It's now abundantly clear that you do not wish to understand the original question, since NP also made it abundantly clear in the article that you've said that you've read "many times":

 

Quote

Power Transconductance Amplifiers

 

This is a fancy name for a power current source. An input voltage causes the amplifier to deliver a proportional output current. Of course this same sort of thing would occur with an ordinary amplifier driving a pure resistance...but a loudspeaker circuit is not purely resistive. It possesses numerous reactive elements, some due to inductance and capacitance in the electrical circuit, some from the reaction to motion of the voice coil in a complex mechanical system. Fed by a voltage amplifier, the current through the driver’s voice coil is not directly or instantly proportional to the input to the amplifier.  Ordinarily, loudspeakers are designed around this assumption but the “piston model” of loudspeaker design assumes that the acoustic output mirrors the acceleration of the voice coil/cone assembly over a specific range and this is reflected by the current through the voice coil.

 

The most precise way to develop that specific current is with a current-source amplifier. Such an amplifier ignores the impedances in series with the circuit, the resistance and inductance of the wire and voice coil and the back electromotive force (EMF) produced by the cone motion. As I said, most speakers are designed around voltage sources but there are few instances where a current source can be used to advantage.

 

Taken from: http://www.firstwatt.com/f1.html

 

In order to do what NP said, the output impedance of the amplifier must be ~10x the nominal input impedance of the loudspeaker (rule of thumb), or the effects of the reactances of the loudspeaker driver(s) must be significantly reduced (i.e., by 50 dB or more from their present levels) by shunting significant external resistances, capacitances, and inductances across the loudspeaker load to restore their frequency response due uneven input impedances and passive crossovers designed for voltage amplifiers.

Excerpts of location labeling data

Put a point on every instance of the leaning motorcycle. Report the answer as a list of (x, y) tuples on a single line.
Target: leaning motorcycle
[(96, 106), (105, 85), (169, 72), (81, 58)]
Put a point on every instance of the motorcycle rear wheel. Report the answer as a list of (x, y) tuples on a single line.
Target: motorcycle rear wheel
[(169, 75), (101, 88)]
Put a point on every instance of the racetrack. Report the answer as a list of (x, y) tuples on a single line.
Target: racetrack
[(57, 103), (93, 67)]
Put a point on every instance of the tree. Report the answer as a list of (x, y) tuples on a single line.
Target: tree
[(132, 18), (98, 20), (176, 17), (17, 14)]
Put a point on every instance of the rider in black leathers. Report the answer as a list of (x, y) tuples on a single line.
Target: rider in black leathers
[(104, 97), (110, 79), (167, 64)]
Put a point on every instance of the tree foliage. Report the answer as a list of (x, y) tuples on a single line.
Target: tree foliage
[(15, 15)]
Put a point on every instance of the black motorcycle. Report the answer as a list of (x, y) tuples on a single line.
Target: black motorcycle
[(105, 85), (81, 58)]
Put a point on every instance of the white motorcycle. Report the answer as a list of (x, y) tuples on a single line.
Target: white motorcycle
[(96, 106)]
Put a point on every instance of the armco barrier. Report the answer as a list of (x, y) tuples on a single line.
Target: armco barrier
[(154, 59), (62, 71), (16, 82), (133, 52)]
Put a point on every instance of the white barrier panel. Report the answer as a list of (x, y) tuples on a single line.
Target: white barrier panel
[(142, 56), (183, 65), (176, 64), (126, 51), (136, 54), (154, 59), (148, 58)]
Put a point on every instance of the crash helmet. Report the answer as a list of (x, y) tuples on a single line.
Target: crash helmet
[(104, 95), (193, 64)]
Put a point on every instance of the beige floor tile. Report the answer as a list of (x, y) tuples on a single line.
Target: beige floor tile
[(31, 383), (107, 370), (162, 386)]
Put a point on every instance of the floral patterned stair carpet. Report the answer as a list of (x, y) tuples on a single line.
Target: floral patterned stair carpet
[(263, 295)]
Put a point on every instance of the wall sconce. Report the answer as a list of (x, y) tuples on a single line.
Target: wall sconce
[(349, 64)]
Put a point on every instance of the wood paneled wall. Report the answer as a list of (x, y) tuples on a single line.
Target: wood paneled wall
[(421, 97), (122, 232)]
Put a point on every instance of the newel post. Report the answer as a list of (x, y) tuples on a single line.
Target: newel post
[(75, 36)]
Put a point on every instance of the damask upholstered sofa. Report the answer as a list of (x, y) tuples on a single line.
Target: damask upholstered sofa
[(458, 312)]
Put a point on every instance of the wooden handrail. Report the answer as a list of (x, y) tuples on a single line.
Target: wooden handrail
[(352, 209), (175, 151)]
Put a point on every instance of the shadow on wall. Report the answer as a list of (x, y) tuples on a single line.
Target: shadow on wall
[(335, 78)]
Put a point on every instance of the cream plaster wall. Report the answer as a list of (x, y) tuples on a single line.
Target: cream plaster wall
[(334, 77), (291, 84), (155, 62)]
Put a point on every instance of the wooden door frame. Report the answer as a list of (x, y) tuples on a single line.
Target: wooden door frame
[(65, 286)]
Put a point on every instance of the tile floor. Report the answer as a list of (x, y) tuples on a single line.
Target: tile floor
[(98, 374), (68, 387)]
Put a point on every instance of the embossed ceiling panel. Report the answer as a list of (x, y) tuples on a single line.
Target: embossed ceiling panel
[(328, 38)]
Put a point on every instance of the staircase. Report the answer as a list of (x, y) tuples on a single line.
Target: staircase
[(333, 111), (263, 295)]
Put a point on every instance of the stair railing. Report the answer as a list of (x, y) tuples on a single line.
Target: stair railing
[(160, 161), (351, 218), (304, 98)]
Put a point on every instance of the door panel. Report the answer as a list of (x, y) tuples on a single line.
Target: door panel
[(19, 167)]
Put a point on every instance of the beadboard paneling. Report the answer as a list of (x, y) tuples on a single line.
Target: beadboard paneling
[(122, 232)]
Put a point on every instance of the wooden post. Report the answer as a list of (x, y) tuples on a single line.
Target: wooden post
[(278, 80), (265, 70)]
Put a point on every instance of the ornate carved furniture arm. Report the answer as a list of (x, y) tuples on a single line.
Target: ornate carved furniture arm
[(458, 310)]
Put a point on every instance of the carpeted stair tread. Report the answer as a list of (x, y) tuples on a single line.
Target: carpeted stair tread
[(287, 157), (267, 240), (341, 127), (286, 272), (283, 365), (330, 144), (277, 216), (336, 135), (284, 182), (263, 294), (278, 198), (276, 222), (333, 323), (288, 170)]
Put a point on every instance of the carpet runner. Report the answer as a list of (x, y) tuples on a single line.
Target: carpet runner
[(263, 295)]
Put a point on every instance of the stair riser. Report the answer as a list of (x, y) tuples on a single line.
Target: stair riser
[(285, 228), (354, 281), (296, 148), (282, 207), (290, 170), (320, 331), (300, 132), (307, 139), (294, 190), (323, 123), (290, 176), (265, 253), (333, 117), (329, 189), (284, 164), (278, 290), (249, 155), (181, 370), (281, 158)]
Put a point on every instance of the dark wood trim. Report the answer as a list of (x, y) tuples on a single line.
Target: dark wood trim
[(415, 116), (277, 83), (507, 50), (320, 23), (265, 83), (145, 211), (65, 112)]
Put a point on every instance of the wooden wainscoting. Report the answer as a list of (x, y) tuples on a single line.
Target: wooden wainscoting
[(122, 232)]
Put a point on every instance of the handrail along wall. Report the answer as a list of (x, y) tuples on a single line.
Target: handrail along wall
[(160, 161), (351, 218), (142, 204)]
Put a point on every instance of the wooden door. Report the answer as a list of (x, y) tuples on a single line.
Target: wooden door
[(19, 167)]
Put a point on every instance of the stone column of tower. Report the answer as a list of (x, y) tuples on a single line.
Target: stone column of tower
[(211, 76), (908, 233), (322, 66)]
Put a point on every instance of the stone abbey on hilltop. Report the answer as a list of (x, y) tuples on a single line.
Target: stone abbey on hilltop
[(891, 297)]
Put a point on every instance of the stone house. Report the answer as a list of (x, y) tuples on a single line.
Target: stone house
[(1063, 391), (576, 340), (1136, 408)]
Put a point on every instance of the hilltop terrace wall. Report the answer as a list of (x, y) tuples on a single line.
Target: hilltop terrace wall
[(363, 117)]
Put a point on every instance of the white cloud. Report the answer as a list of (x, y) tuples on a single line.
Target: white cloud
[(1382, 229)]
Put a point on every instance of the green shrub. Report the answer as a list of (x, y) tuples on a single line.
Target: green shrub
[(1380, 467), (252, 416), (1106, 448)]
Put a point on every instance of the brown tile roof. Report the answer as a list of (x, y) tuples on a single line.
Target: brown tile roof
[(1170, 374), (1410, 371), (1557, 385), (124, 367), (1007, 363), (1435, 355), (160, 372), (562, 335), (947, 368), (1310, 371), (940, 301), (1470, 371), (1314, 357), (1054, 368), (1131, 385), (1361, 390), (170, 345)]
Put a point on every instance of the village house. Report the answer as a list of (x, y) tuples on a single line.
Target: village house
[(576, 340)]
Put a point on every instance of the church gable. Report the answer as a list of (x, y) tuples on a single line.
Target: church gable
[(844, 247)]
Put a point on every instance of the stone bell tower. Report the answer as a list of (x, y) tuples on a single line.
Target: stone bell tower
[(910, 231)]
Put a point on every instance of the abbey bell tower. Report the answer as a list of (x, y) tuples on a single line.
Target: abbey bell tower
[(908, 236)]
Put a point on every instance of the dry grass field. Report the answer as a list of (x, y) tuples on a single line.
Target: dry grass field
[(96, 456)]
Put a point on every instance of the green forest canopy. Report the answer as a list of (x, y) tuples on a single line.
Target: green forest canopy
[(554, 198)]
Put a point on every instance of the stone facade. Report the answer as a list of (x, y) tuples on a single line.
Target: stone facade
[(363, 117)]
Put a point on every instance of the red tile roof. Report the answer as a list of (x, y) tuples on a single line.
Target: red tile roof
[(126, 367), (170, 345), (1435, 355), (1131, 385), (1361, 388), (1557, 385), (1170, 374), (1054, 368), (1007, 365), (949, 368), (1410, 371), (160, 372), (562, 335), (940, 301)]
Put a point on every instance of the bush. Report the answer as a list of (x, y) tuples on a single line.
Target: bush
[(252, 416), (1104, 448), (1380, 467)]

• [Task set]:
1. Answer these questions from the text on power transconductance amplifiers:
(a) What is "Power Transconductance Amplifiers" called a fancy name for?
(b) According to the quoted passage, what does a current-source amplifier ignore?
(c) By the rule of thumb given at the end, how large must the amplifier's output impedance be?
2. Continue the text on power transconductance amplifiers from its last sentence.
The records are separate material, unrelated to the text on power transconductance amplifiers.

• [The responses]:
1.
(a) A power current source.
(b) The impedances in series with the circuit: the resistance and inductance of the wire and voice coil, and the back electromotive force (EMF) produced by the cone motion.
(c) About 10 times the nominal input impedance of the loudspeaker.

2.
NP designed and built 100 units of what he called the "First Watt F1".  That amplifier boasts an output impedance of 80 ohms.  Later, NP upgraded the existing F1s to take better FETs, slightly lowering the output impedance but increasing the gain (i.e., transconductance or VCCS gain)--and called that upgrade of those 100 amplifiers the "F1J", for JFET (instead of MOSFET power transistors that the F1 used)--in the year 2012...four years ago

 

NP never released the PCB designs for the F1, so I'd imagine that he still has plans for this type of design in the future, i.e., this isn't an "old design" (in the way you imply that it shouldn't be taken seriously nowadays).  This is neither an F4 buffer amplifier, nor any other First Watt amplifier.  It is unique...and is used for a unique purpose that NP stated--not something else that you seem to be fastened upon for reasons that escape me.  I fail to understand why you continue to try to convince others that "it doesn't make any difference".  NP himself--the man who you called "the master" and would have no other source of information to answer your questions (and apparently dismissed as "old" after that information generated by him hand fed to you) said the F1/F1J was the most "truthful" amplifier that he has ever produced, as you have also provided, above.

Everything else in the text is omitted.